### Exercise directions
Whenever a line below holds the word "formatted", copy that line.

Items from a dataset
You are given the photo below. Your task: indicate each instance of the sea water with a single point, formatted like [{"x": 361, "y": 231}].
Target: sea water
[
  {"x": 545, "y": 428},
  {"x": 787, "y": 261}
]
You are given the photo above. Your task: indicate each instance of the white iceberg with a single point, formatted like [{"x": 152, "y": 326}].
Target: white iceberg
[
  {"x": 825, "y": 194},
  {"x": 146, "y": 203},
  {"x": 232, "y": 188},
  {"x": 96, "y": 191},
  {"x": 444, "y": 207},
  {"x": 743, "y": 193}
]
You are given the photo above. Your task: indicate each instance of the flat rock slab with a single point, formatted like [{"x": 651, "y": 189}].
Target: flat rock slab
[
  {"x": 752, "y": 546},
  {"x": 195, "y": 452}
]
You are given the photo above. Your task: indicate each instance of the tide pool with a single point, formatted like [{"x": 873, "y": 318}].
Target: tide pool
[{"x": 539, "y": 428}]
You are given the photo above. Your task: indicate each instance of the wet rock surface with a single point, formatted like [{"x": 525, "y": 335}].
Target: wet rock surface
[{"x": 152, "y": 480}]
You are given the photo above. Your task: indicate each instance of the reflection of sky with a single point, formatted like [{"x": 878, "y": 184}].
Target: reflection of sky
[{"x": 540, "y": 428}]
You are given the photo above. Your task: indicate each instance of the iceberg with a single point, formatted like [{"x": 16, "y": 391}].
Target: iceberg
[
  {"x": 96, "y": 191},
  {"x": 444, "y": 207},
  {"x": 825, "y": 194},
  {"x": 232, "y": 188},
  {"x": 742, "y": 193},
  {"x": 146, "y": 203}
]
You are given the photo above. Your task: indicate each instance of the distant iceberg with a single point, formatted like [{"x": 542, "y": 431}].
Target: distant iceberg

### Exercise response
You are given the photo below. Your task: indicate each instance of the sea water with a single point, formatted like [{"x": 361, "y": 231}].
You are given the photo above. Your task: indicate each instance of the white iceberg with a single point, formatted like [{"x": 152, "y": 326}].
You are given the photo above. Your task: indicate each instance of the flat rock slab with a single point, formatted like [{"x": 651, "y": 189}].
You are given the photo above. Your task: indicate each instance of the tide pool with a single point, formatted like [{"x": 873, "y": 318}].
You are given the photo above. Your task: indicate each instance of the wet rock surface with a single point, formatted like [{"x": 525, "y": 335}].
You are given the photo above. Your task: indicate each instance of the reflection of sky with a single point, formatted like [{"x": 878, "y": 184}].
You are given the photo above. Your task: indicate each instance of the iceberg with a single point, formatted like [{"x": 16, "y": 391}].
You are given the photo above. Your task: indicate each instance of the distant iceberg with a single point, formatted like [{"x": 542, "y": 431}].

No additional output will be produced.